● YOUR GOAL
Count the lines in the entries below that contain the string "reflection", treating uppercase and lowercase as different. Reply with the number only.

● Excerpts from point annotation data
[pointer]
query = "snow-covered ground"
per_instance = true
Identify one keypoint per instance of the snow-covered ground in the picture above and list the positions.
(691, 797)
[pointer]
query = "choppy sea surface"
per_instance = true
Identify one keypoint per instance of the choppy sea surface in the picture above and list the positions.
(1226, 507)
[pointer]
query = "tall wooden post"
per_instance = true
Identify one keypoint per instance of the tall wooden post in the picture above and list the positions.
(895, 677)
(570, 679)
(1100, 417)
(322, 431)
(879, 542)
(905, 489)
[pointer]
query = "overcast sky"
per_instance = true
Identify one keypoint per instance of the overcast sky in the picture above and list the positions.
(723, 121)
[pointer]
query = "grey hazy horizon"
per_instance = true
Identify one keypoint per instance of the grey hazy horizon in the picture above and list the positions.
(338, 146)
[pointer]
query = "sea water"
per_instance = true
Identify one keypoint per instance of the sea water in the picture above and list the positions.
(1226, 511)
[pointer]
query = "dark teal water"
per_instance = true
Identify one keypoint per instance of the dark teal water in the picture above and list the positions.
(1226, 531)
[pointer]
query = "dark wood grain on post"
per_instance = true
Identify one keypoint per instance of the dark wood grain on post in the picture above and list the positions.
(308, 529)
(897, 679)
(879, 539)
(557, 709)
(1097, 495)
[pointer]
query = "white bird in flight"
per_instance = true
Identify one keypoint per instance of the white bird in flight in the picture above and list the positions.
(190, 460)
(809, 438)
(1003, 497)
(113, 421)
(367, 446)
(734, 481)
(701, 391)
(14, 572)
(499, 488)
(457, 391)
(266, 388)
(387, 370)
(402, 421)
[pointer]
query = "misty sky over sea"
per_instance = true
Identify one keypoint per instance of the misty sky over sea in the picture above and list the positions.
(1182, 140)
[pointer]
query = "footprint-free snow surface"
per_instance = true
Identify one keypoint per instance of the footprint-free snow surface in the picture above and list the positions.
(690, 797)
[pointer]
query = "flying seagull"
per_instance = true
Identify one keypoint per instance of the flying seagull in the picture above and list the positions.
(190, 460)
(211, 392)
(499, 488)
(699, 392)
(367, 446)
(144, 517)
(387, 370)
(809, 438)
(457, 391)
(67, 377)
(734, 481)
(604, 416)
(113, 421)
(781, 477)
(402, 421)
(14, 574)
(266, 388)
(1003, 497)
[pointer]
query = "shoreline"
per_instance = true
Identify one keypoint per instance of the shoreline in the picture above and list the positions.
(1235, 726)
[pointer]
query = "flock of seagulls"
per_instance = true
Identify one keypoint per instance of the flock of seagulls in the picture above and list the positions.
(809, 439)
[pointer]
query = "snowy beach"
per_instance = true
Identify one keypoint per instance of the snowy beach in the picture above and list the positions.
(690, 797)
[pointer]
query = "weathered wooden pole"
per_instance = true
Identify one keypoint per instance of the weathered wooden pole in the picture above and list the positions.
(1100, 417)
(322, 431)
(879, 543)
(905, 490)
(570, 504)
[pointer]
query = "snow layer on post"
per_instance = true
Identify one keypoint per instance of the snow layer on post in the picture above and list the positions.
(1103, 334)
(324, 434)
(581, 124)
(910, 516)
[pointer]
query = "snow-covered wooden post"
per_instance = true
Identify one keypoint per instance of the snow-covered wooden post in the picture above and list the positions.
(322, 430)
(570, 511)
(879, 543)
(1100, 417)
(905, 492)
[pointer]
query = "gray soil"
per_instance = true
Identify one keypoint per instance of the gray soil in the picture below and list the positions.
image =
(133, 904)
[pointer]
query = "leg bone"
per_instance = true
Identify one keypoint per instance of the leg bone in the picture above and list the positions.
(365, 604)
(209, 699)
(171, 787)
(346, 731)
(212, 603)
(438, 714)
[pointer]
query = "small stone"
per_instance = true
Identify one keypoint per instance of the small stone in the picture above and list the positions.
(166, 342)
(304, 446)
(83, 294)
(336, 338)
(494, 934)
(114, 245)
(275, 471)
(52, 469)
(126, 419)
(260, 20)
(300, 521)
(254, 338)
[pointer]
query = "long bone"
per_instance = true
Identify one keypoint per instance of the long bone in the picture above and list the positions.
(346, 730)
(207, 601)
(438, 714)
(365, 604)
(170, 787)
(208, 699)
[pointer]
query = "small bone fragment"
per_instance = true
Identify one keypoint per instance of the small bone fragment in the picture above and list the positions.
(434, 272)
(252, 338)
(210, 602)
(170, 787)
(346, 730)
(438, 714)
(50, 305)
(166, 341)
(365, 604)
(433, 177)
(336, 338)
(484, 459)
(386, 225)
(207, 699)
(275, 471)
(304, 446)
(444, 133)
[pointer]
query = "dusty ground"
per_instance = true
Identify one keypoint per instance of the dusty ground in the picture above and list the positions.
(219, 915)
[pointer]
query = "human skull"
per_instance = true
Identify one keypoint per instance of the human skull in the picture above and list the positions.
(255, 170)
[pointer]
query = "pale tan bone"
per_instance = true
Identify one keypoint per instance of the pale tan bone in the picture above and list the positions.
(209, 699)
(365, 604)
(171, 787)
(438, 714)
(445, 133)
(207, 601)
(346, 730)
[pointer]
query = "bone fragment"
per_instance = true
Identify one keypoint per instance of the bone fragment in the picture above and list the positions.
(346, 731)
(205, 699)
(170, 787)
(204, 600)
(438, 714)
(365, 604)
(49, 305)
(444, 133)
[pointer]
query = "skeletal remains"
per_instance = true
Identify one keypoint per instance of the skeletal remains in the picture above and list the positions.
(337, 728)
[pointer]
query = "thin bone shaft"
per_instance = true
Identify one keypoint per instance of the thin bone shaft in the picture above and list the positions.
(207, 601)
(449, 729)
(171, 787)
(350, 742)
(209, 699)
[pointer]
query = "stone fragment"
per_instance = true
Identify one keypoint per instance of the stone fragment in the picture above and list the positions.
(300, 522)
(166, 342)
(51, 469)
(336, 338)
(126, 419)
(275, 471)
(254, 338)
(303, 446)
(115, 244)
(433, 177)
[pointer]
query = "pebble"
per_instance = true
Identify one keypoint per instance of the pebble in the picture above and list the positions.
---
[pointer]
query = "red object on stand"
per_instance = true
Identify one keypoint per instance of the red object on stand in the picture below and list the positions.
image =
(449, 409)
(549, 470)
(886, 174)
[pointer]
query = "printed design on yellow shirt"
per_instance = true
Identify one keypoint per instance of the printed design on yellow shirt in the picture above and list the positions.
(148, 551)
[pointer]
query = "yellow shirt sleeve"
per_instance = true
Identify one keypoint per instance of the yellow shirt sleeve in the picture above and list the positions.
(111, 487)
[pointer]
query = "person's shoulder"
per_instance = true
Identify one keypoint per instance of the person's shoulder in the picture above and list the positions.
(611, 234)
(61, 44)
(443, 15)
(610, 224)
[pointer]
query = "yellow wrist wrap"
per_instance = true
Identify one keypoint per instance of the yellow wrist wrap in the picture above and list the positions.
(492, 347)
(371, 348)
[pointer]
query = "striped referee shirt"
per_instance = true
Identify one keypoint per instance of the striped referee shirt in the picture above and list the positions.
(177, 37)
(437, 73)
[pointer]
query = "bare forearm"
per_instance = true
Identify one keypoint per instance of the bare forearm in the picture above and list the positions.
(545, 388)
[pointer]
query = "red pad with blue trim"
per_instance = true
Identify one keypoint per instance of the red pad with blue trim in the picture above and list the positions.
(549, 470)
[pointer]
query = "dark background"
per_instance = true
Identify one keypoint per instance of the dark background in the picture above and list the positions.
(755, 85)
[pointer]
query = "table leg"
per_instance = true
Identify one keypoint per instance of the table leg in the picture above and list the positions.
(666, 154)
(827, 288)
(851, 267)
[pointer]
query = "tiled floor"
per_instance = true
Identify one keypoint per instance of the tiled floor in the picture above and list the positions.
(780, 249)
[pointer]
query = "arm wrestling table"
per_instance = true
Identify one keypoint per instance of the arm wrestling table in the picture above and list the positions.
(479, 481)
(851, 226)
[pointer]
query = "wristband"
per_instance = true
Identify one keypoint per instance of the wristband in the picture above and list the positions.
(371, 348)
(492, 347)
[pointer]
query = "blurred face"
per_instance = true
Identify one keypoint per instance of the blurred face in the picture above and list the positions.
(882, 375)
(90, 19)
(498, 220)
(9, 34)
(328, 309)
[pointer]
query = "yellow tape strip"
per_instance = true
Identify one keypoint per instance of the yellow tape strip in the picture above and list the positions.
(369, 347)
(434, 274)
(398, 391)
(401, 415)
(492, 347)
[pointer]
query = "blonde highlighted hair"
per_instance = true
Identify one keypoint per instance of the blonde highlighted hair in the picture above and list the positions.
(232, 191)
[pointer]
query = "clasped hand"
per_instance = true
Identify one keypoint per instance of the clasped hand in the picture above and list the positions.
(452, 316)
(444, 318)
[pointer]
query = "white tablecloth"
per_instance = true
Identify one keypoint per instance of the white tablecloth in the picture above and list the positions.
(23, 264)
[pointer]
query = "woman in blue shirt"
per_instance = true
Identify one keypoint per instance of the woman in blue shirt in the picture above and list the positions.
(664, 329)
--
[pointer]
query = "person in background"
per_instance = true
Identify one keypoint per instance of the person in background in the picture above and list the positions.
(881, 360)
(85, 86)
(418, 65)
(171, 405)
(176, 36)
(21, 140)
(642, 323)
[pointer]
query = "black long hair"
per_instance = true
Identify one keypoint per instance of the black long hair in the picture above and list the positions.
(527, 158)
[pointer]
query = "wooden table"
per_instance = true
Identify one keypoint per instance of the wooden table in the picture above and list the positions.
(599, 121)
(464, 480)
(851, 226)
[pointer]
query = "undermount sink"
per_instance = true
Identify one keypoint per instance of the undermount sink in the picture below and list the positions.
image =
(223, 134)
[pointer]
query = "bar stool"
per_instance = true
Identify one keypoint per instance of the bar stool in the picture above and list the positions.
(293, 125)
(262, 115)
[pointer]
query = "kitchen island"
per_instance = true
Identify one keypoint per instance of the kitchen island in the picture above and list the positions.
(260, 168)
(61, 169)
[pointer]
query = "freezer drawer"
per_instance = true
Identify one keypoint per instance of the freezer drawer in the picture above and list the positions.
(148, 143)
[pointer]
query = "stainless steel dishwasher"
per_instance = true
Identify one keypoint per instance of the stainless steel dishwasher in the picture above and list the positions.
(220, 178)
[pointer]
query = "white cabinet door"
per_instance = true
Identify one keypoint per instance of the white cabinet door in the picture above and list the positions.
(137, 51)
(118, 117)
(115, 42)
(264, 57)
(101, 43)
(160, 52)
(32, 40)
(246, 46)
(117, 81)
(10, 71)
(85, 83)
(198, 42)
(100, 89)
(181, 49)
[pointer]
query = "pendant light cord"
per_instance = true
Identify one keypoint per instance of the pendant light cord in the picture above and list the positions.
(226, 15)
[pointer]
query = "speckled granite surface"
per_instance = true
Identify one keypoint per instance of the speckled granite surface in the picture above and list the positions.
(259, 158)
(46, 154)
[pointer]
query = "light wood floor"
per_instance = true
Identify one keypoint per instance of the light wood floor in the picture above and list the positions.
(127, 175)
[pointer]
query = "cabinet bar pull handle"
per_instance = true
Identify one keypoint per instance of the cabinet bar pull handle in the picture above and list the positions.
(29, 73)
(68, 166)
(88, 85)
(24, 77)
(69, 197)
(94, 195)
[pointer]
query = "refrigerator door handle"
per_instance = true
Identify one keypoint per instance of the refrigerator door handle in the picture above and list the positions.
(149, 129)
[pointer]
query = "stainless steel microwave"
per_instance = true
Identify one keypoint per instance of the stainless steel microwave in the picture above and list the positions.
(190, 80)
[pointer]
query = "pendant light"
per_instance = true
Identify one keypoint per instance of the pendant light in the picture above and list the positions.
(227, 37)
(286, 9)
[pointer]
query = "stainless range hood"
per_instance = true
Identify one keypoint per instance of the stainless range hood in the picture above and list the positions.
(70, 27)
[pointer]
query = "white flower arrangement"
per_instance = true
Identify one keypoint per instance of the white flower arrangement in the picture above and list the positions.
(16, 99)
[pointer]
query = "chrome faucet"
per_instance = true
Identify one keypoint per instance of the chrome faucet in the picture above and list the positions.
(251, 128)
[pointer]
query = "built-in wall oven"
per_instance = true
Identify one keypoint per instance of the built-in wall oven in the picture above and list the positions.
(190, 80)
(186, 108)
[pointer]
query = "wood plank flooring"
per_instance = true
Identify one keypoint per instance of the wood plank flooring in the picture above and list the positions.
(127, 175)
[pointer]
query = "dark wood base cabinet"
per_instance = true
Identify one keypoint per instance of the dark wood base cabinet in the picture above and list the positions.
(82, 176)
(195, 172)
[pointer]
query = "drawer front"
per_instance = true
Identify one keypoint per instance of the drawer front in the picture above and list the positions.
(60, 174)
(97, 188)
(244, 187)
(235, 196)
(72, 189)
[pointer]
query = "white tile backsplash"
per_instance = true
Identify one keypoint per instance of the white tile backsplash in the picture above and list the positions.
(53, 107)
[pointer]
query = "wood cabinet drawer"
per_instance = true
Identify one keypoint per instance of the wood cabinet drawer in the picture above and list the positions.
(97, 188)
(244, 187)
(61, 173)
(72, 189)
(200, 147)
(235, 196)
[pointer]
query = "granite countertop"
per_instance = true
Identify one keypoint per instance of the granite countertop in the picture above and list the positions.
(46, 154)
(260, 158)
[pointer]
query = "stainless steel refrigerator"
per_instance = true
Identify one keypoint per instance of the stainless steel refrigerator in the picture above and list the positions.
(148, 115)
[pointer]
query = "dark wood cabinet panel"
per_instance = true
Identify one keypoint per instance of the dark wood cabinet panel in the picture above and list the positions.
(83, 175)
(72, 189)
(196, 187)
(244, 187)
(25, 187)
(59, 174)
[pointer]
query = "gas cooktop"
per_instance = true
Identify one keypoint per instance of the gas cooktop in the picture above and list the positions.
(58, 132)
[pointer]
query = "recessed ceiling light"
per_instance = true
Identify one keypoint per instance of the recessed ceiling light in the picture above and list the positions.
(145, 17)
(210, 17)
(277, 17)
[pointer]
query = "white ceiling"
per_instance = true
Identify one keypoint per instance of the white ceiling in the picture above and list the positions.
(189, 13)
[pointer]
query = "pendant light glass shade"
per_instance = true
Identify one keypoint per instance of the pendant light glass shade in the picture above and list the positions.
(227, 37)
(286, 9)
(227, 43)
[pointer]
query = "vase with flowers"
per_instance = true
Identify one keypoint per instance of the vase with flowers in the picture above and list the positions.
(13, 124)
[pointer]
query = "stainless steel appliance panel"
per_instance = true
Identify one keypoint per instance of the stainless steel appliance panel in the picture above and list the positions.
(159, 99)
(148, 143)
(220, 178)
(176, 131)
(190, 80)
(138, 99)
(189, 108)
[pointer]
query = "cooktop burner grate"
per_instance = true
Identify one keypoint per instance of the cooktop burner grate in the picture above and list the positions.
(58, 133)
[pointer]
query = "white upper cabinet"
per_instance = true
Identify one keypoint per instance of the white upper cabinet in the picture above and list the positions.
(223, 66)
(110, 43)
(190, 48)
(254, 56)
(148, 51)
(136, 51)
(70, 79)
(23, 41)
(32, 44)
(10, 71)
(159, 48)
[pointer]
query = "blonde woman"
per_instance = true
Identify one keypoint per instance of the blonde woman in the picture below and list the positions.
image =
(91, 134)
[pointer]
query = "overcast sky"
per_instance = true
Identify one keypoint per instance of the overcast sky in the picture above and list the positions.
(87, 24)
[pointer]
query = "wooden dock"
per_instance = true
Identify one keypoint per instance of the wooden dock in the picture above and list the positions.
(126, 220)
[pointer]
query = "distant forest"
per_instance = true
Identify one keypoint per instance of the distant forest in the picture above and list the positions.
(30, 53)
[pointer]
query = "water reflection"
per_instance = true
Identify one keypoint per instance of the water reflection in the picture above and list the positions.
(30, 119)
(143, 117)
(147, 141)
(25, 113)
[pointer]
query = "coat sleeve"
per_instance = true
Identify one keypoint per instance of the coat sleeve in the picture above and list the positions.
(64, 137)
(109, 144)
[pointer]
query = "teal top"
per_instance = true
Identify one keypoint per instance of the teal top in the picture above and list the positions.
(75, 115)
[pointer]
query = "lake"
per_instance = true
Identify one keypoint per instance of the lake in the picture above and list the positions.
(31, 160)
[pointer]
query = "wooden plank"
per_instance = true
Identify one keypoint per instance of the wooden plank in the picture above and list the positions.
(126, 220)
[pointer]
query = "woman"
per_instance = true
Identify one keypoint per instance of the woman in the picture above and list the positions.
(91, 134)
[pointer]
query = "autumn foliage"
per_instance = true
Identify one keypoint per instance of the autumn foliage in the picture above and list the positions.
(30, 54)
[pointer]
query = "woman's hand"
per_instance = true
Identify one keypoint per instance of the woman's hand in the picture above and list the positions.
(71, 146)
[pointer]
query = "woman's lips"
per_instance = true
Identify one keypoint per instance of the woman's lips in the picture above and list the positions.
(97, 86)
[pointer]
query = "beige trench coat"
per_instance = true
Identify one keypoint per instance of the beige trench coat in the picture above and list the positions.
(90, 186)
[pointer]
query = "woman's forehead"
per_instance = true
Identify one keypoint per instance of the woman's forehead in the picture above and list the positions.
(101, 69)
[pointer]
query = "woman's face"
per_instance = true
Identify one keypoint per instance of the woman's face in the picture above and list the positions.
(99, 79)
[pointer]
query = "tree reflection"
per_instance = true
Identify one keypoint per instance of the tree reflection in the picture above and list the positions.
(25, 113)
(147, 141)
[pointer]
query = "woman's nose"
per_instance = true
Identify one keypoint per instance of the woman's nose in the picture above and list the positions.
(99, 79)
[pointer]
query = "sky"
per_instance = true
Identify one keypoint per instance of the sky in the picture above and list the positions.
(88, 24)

● SOLUTION TO THE EXERCISE
4